------ Task input ------

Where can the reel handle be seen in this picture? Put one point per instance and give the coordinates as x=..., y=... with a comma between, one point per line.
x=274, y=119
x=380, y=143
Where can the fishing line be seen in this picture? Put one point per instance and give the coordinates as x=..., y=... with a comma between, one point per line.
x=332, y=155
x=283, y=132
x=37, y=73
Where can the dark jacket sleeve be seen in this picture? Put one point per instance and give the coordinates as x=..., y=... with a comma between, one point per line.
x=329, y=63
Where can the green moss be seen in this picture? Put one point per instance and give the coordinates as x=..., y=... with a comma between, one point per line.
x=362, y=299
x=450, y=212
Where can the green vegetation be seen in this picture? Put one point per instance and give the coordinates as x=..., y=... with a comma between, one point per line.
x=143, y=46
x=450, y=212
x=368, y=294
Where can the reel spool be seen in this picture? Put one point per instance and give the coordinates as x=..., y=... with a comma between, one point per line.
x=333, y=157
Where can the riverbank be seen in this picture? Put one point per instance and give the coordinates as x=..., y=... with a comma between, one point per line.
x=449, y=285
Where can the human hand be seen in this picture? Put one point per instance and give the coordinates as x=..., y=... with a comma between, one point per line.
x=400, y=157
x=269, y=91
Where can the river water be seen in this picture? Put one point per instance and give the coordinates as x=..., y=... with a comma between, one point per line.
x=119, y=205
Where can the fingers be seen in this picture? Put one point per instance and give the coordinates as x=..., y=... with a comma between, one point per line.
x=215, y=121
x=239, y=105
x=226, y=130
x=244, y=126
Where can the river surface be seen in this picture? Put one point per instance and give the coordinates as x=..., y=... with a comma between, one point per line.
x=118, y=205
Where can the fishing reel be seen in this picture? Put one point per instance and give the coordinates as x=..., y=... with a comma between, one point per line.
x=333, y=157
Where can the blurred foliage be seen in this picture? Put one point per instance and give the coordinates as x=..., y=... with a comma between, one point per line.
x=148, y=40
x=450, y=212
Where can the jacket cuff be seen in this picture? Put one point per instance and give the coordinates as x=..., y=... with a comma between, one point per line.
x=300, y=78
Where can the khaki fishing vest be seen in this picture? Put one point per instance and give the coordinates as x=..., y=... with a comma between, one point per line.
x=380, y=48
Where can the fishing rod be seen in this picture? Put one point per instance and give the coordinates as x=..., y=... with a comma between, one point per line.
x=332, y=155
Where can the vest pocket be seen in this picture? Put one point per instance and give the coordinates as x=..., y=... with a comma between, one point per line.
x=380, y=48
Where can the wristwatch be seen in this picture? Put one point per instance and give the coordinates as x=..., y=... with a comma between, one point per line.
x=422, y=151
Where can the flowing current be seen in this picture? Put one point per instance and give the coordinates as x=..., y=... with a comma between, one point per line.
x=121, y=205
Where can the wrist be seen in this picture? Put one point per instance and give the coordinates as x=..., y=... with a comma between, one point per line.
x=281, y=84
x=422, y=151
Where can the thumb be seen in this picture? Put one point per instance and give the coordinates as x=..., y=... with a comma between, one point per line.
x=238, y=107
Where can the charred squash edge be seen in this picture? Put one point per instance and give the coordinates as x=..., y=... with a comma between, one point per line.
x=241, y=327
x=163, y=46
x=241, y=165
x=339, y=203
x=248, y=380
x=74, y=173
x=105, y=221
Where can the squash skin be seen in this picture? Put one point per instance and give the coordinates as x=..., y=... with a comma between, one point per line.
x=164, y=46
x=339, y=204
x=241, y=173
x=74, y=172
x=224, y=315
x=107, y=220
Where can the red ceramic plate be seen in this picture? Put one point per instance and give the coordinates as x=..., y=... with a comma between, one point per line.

------

Exercise task: Transcribe every entry word for word.

Result:
Where can the reel handle be seen in this picture? Put one point per instance and give the coordinates as x=..., y=... with a comma between, one point per line.
x=274, y=119
x=380, y=143
Where can the fishing line be seen in this picture? Put one point per instance and give the coordinates as x=..., y=... with a comma between, one point per line.
x=332, y=155
x=283, y=132
x=37, y=73
Where can the dark jacket sleeve be seen in this picture? Put one point per instance and give the coordinates as x=..., y=... with a comma between, one point per line.
x=329, y=63
Where can the green moss be seen in this picture? Put one point per instance and give the coordinates as x=..., y=... with a comma between, one point per line.
x=362, y=299
x=450, y=212
Where can the green vegetation be seen in this picture? Put one point per instance and give the coordinates as x=..., y=... with a comma between, one point per line.
x=143, y=46
x=450, y=212
x=368, y=294
Where can the reel spool be seen in this picture? Put one point per instance and give the coordinates as x=..., y=... with a comma between, one point per line.
x=333, y=157
Where can the riverbank be seen in this picture? Put one point per instance and give the coordinates as x=..., y=... with a comma between, one point per line.
x=449, y=285
Where can the human hand be seen in this picture? Put one point per instance and give the coordinates as x=..., y=... with a comma between, one point per line.
x=400, y=157
x=269, y=91
Where can the river water be seen in this picture? Put one point per instance and give the coordinates as x=..., y=... with a comma between, one point per line.
x=119, y=205
Where can the fingers be seen in this picture? Put one point per instance and give the coordinates as x=..., y=... with a comma between, one point per line.
x=215, y=121
x=239, y=105
x=226, y=130
x=244, y=126
Where can the river surface be seen in this picture? Put one point per instance and give the coordinates as x=..., y=... with a comma between, one point per line.
x=118, y=205
Where can the fishing reel be seen in this picture? Put one point per instance and give the coordinates as x=..., y=... with a comma between, one point per line.
x=333, y=157
Where can the blurred foliage be seen in this picture? Put one point per instance and give the coordinates as x=..., y=... with a comma between, one point per line.
x=148, y=40
x=450, y=212
Where can the jacket cuff be seen in this picture? Put one point per instance and give the coordinates as x=..., y=... with a comma between, one point per line.
x=300, y=78
Where can the khaki fishing vest be seen in this picture? Put one point per instance and give the coordinates as x=..., y=... with a comma between, one point per line.
x=380, y=48
Where can the fishing rod be seen in this picture? Put one point per instance and give the coordinates as x=..., y=... with a comma between, one point per line.
x=332, y=155
Where can the vest pocket be seen in this picture? Put one point per instance and give the coordinates as x=..., y=... with a comma between, one point per line.
x=380, y=48
Where can the wristwatch be seen in this picture? Put one point per instance and give the coordinates as x=..., y=... with a comma between, one point per line.
x=422, y=151
Where can the flowing current be seen in this picture? Put one point per instance and give the coordinates as x=..., y=... with a comma between, one point per line.
x=121, y=205
Where can the wrist be seen in this picture? Put one point per instance and give the coordinates as x=..., y=... with a comma between, one point per line.
x=281, y=84
x=422, y=151
Where can the thumb be seen in this picture? Put one point per instance and give the coordinates as x=..., y=... with a comma between, one point per line.
x=238, y=107
Where can the charred squash edge be seen in this picture? Put one point per instance and give the coordinates as x=..., y=... with a comma between, one point per line.
x=241, y=327
x=163, y=46
x=241, y=165
x=339, y=203
x=248, y=380
x=74, y=173
x=105, y=221
Where can the squash skin be seen in this picture? Put one point per instance and give the coordinates as x=..., y=... with a comma between, one point per line.
x=164, y=46
x=339, y=204
x=241, y=173
x=74, y=172
x=224, y=315
x=107, y=220
Where can the red ceramic plate be seen in this picture? Put one point per instance and give the coordinates as x=..., y=... with a comma between, one point per line.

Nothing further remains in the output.